#### WORK ITEM:
Exact reproduction of all the data is required, with pictures excluded.

#### DATA RECORDS:
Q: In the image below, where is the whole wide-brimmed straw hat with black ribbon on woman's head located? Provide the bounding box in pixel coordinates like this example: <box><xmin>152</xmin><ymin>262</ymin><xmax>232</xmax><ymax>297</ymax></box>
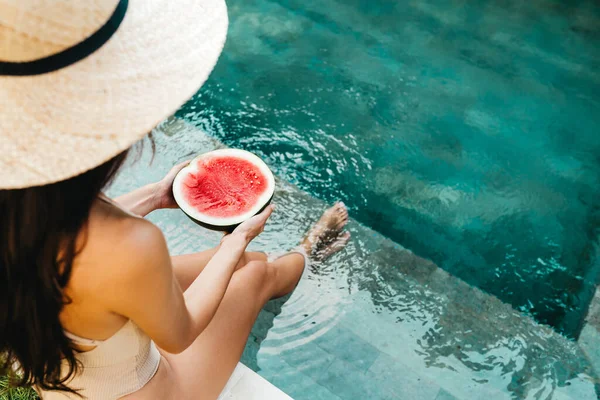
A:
<box><xmin>0</xmin><ymin>0</ymin><xmax>227</xmax><ymax>189</ymax></box>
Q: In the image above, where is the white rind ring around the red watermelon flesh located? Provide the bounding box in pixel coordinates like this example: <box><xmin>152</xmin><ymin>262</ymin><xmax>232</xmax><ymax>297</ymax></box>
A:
<box><xmin>173</xmin><ymin>149</ymin><xmax>275</xmax><ymax>227</ymax></box>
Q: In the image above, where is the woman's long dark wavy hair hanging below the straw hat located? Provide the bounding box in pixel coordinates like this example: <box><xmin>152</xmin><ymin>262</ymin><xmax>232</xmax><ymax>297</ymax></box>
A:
<box><xmin>0</xmin><ymin>151</ymin><xmax>127</xmax><ymax>393</ymax></box>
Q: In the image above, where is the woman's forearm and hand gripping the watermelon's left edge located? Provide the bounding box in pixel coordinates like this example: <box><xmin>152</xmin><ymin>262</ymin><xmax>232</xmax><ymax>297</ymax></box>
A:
<box><xmin>114</xmin><ymin>161</ymin><xmax>190</xmax><ymax>217</ymax></box>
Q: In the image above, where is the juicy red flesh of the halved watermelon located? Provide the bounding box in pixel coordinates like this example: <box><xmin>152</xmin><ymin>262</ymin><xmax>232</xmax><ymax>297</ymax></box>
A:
<box><xmin>182</xmin><ymin>156</ymin><xmax>269</xmax><ymax>218</ymax></box>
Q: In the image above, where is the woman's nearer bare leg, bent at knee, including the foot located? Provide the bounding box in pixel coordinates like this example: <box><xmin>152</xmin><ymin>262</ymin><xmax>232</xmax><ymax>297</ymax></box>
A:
<box><xmin>163</xmin><ymin>203</ymin><xmax>349</xmax><ymax>400</ymax></box>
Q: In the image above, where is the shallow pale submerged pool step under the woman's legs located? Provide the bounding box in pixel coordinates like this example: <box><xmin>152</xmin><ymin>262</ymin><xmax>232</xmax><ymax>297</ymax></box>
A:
<box><xmin>113</xmin><ymin>119</ymin><xmax>600</xmax><ymax>400</ymax></box>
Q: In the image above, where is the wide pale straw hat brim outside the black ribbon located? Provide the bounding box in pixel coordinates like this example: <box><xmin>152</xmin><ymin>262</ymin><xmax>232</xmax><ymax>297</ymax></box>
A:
<box><xmin>0</xmin><ymin>0</ymin><xmax>228</xmax><ymax>189</ymax></box>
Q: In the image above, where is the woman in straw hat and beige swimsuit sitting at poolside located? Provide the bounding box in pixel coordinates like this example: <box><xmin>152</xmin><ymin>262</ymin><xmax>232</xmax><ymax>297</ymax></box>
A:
<box><xmin>0</xmin><ymin>0</ymin><xmax>349</xmax><ymax>400</ymax></box>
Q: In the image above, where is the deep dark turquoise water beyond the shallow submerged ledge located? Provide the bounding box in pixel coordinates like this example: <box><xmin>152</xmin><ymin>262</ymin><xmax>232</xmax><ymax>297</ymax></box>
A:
<box><xmin>178</xmin><ymin>0</ymin><xmax>600</xmax><ymax>337</ymax></box>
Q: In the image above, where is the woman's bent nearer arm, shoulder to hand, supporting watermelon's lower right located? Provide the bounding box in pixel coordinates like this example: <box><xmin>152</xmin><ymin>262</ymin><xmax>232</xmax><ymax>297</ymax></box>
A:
<box><xmin>105</xmin><ymin>207</ymin><xmax>272</xmax><ymax>353</ymax></box>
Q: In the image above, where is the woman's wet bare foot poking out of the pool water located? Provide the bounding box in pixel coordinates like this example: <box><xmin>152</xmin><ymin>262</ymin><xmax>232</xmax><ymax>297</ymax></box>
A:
<box><xmin>302</xmin><ymin>201</ymin><xmax>350</xmax><ymax>260</ymax></box>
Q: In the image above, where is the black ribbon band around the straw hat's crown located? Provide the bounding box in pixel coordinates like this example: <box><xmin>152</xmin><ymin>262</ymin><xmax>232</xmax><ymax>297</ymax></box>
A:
<box><xmin>0</xmin><ymin>0</ymin><xmax>129</xmax><ymax>76</ymax></box>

#### ANSWER TO THIS EXERCISE:
Q: In the image below, where is the whole wide-brimmed straw hat with black ribbon on woman's head located? Provide the bounding box in pixel coordinates like this example: <box><xmin>152</xmin><ymin>262</ymin><xmax>232</xmax><ymax>297</ymax></box>
A:
<box><xmin>0</xmin><ymin>0</ymin><xmax>227</xmax><ymax>189</ymax></box>
Q: In the image above, where is the white rind ring around the red watermelon flesh located? Provide the bounding box in pixel coordinates like this example: <box><xmin>152</xmin><ymin>262</ymin><xmax>232</xmax><ymax>297</ymax></box>
A:
<box><xmin>173</xmin><ymin>149</ymin><xmax>275</xmax><ymax>227</ymax></box>
Q: In the image above, where is the woman's long dark wavy hair hanging below the straw hat located? Provide the bounding box in pixel coordinates like this example: <box><xmin>152</xmin><ymin>262</ymin><xmax>232</xmax><ymax>297</ymax></box>
A:
<box><xmin>0</xmin><ymin>151</ymin><xmax>127</xmax><ymax>393</ymax></box>
Q: In the image above, where is the woman's forearm and hand gripping the watermelon's left edge located? Provide the bounding box in pixel coordinates like this example: <box><xmin>152</xmin><ymin>262</ymin><xmax>232</xmax><ymax>297</ymax></box>
A:
<box><xmin>114</xmin><ymin>161</ymin><xmax>190</xmax><ymax>217</ymax></box>
Q: In the image above, where is the juicy red flesh of the halved watermelon located? Provide the bounding box in pixel coordinates like this example: <box><xmin>152</xmin><ymin>262</ymin><xmax>232</xmax><ymax>297</ymax></box>
A:
<box><xmin>182</xmin><ymin>156</ymin><xmax>269</xmax><ymax>218</ymax></box>
Q: In the image above, where is the woman's nearer bare leg, bent at knee, including the foot located? Provide the bounding box in pixel coordinates like this example: <box><xmin>152</xmin><ymin>262</ymin><xmax>232</xmax><ymax>297</ymax></box>
A:
<box><xmin>163</xmin><ymin>203</ymin><xmax>349</xmax><ymax>400</ymax></box>
Q: In the image above, where is the shallow pale submerged pool step under the woman's legs located? Provide the bounding box in pixel coordinates like this example: <box><xmin>152</xmin><ymin>262</ymin><xmax>232</xmax><ymax>297</ymax></box>
A:
<box><xmin>113</xmin><ymin>119</ymin><xmax>600</xmax><ymax>400</ymax></box>
Q: In the image above, where is the wide pale straw hat brim outside the black ribbon located? Provide the bounding box in pixel coordinates like this example: <box><xmin>152</xmin><ymin>262</ymin><xmax>232</xmax><ymax>297</ymax></box>
A:
<box><xmin>0</xmin><ymin>0</ymin><xmax>228</xmax><ymax>189</ymax></box>
Q: In the image above, where is the woman in straw hat and beige swimsuit sitting at poolside located? Provide the bounding box in pixel coordinates like this example: <box><xmin>152</xmin><ymin>262</ymin><xmax>232</xmax><ymax>297</ymax></box>
A:
<box><xmin>0</xmin><ymin>0</ymin><xmax>349</xmax><ymax>400</ymax></box>
Q: In the image above, where is the deep dark turquoise water beyond the shallow submerged ledge located? Provide the bounding box in pixel coordinates like this example: <box><xmin>152</xmin><ymin>262</ymin><xmax>232</xmax><ymax>297</ymax></box>
A:
<box><xmin>178</xmin><ymin>0</ymin><xmax>600</xmax><ymax>337</ymax></box>
Q: In the image above, where is the woman's bent nearer arm, shoulder to hand, supporting watermelon's lower right located? Provide the bounding box in pixel coordinates like this example: <box><xmin>152</xmin><ymin>262</ymin><xmax>232</xmax><ymax>297</ymax></box>
A:
<box><xmin>105</xmin><ymin>207</ymin><xmax>272</xmax><ymax>353</ymax></box>
Q: In the image above, where is the woman's wet bare foot poking out of the pool water located? Provide the bounding box in pixel coordinates like this example: <box><xmin>152</xmin><ymin>262</ymin><xmax>232</xmax><ymax>297</ymax></box>
A:
<box><xmin>302</xmin><ymin>201</ymin><xmax>350</xmax><ymax>260</ymax></box>
Q: In the image above, where is the black ribbon band around the straw hat's crown located? Provide the bounding box in pixel coordinates like this example: <box><xmin>152</xmin><ymin>262</ymin><xmax>232</xmax><ymax>297</ymax></box>
A:
<box><xmin>0</xmin><ymin>0</ymin><xmax>129</xmax><ymax>76</ymax></box>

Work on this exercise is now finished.